> FRAGMENTO SELECCIONADO
#####

La mujer, de inmediato, gira sobre si misma, como si la constatación de esa burla le hubiera electrizado la cintura y él hombre sonríe dando cuenta de un leve triunfo. Ella se muerde los labios, resuella despacio, lo mira con ojos de furia y vuelve a insistir… ahora ya completamente desesperada, sin frases, pero ya casi sin ojos, en la urgencia de una respuesta, en la necesidad imperiosa de las palabras. Se mira a si misma, mira sus piernas, su larga falda, contempla sus manos y al mismo tiempo, de tanto en tanto, entre una uña y un tobillo, envuelve con un rabillo al hombre que sigue jugando, lentamente, con el lápiz entre los dedos.

Él se encoge de hombros. Siente que es suficiente. Mira de reojo el reloj pequeño al costado del sofá de su paciente y constata que, esta vez, han sido casi 3 minutos. Abre la boca y se toca los labios con el lápiz, mientras observa atento a la mujer. A ver, Sara, sólo te puedo decir que... no sé aún si te entiendo. Hasta ahora no me has dicho nada.

2 comentarios:

Nadiezhda dijo...

Otra vez soy desobediente y me vine a leer esto y no lo que me dices que lea.

#####

> DATOS SUMINISTRADOS
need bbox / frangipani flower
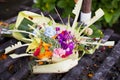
[44,26,56,37]
[53,48,66,58]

#####

> TAREAS POR REALIZAR
a. Repite del fragmento sobre Sara el pasaje que arranca en las palabras "La mujer, de" y concluye después de "entre los dedos.".
b. Responde estas preguntas según el fragmento sobre Sara:
(i) ¿Qué objeto sostiene el hombre entre los dedos?
(ii) ¿Cuánto tiempo comprueba él que ha pasado esta vez?
(iii) ¿Cuántos comentarios se indican al final del fragmento?

> SOLUCIONES
a.
La mujer, de inmediato, gira sobre si misma, como si la constatación de esa burla le hubiera electrizado la cintura y él hombre sonríe dando cuenta de un leve triunfo. Ella se muerde los labios, resuella despacio, lo mira con ojos de furia y vuelve a insistir… ahora ya completamente desesperada, sin frases, pero ya casi sin ojos, en la urgencia de una respuesta, en la necesidad imperiosa de las palabras. Se mira a si misma, mira sus piernas, su larga falda, contempla sus manos y al mismo tiempo, de tanto en tanto, entre una uña y un tobillo, envuelve con un rabillo al hombre que sigue jugando, lentamente, con el lápiz entre los dedos.

b.
(i) Un lápiz.
(ii) Casi 3 minutos.
(iii) 2 comentarios.